## Required tasks
(A) Please reproduce the account of Vito Rizzuto's court hearing between "Vito walked into" and "stood close by.", inclusive, replacing "canvas sneakers" with "rubber sandals".
(B) Write the next part of the account of Vito Rizzuto's court hearing, picking up after its final sentence.

## Quoted text
☆ ☆ ☆

While his father had been whiling away the time at Bordeaux playing cards, Vito Rizzuto waited, despondent, at the Metropolitan Detention Center in Brooklyn. On May 4, 2007, he was led, under heavy guard, into a newly renovated wood-panelled hearing room of the nearby U.S. District Court building. Of the twenty-seven Bonanno family members arrested in 2003 and 2004, he was the last to appear in court. All the others had already pleaded guilty or been found guilty. Vito was the only Canadian citizen among the defendants.

Vito walked into the hearing wearing his prison-issue attire: a blue cotton T-shirt, khaki pants and canvas sneakers. The baggy clothing emphasized the fact that he had lost weight and muscle tone during his three years behind bars. Gone was the slicked-back look: Vito’s salt-and-pepper hair was now cut short. The deposed don appeared pale and shuffled like a beaten man. It had been a long time since his feet had trod the manicured grass of a golf course. He sat down in the defendant’s box, beside his principal defence lawyer, John W. Mitchell, and looked up with dark eyes at the presiding judge, Nicholas Garaufis. Two federal marshals stood close by.

☆ ☆ ☆

[Saved entries]
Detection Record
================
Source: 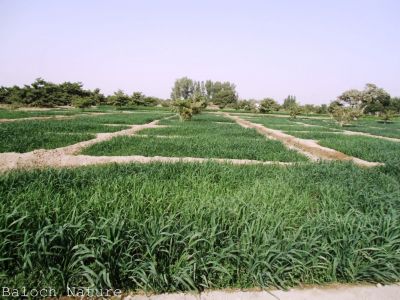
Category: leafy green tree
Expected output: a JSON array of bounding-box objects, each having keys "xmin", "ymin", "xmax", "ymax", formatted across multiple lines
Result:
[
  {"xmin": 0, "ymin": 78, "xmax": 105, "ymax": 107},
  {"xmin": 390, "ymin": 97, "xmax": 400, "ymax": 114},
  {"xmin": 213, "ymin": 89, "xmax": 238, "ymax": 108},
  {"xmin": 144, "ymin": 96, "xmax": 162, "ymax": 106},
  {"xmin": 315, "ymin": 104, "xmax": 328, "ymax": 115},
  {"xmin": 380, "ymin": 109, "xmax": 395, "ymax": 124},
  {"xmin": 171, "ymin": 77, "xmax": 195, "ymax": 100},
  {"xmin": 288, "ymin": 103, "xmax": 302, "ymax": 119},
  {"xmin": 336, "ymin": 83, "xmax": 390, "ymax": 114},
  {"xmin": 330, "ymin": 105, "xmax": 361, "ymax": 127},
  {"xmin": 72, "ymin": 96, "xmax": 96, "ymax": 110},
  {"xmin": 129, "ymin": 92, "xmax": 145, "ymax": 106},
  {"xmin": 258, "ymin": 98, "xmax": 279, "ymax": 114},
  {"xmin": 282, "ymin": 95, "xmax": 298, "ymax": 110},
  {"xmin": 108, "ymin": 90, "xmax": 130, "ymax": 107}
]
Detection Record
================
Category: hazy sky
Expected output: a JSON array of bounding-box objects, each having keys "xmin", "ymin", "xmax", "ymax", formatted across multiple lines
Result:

☆ ☆ ☆

## Solved problems
(A)
Vito walked into the hearing wearing his prison-issue attire: a blue cotton T-shirt, khaki pants and rubber sandals. The baggy clothing emphasized the fact that he had lost weight and muscle tone during his three years behind bars. Gone was the slicked-back look: Vito’s salt-and-pepper hair was now cut short. The deposed don appeared pale and shuffled like a beaten man. It had been a long time since his feet had trod the manicured grass of a golf course. He sat down in the defendant’s box, beside his principal defence lawyer, John W. Mitchell, and looked up with dark eyes at the presiding judge, Nicholas Garaufis. Two federal marshals stood close by.

(B)
Like so many other Bonanno members brought to trial, Vito had agreed to admit his guilt in exchange for a lighter sentence. And as often happens when a plea deal is reached between parties, the hearing that Friday morning began with a boring litany of legalese. The judge and lawyers wanted to be sure the accused properly understood what was at stake. They went over the indictment in detail. Under amendments that had been made to the RICO Act, Rizzuto could have faced life imprisonment. Judge Garaufis, however, reminded the court that since the murder of three renegade Bonanno capos had taken place in 1981, he had no choice but to sentence the accused according to the provisions that had been in force at the time. The maximum sentence was therefore twenty years in prison, plus a $250,000 fine.

Rizzuto kept his head lowered, looking up only when he had to answer Garaufis’s questions. During occasional short, hushed exchanges with his attorney, his expression grew livelier but only hinted at his former characteristic bravado.

“Mr. Rizzuto, how old are you?” Judge Garaufis asked.

“Sixty-one, Your Honour.”

“How long did you go to school?”

“Until ninth grade.”

Garaufis asked other questions about Rizzuto’s level of education and marital status.

“Your principal language is English?” he wanted to know.

“I would say yes,” Vito replied. “But I also speak Italian, French and Spanish.”

The judge then addressed defence attorney Mitchell. “Mr. Mitchell, have you had any difficulty communicating with your client in English?” he asked.

“No.”

“Very well … Mr. Rizzuto, whatever decision you make today, I must have assurances that it is being made knowingly … Do you have any health problems?”

“Yes,” Vito said. “I had an X-ray and the doctors told me I have a spot on one lung. I’m supposed to go for a scan, but it hasn’t been done yet.”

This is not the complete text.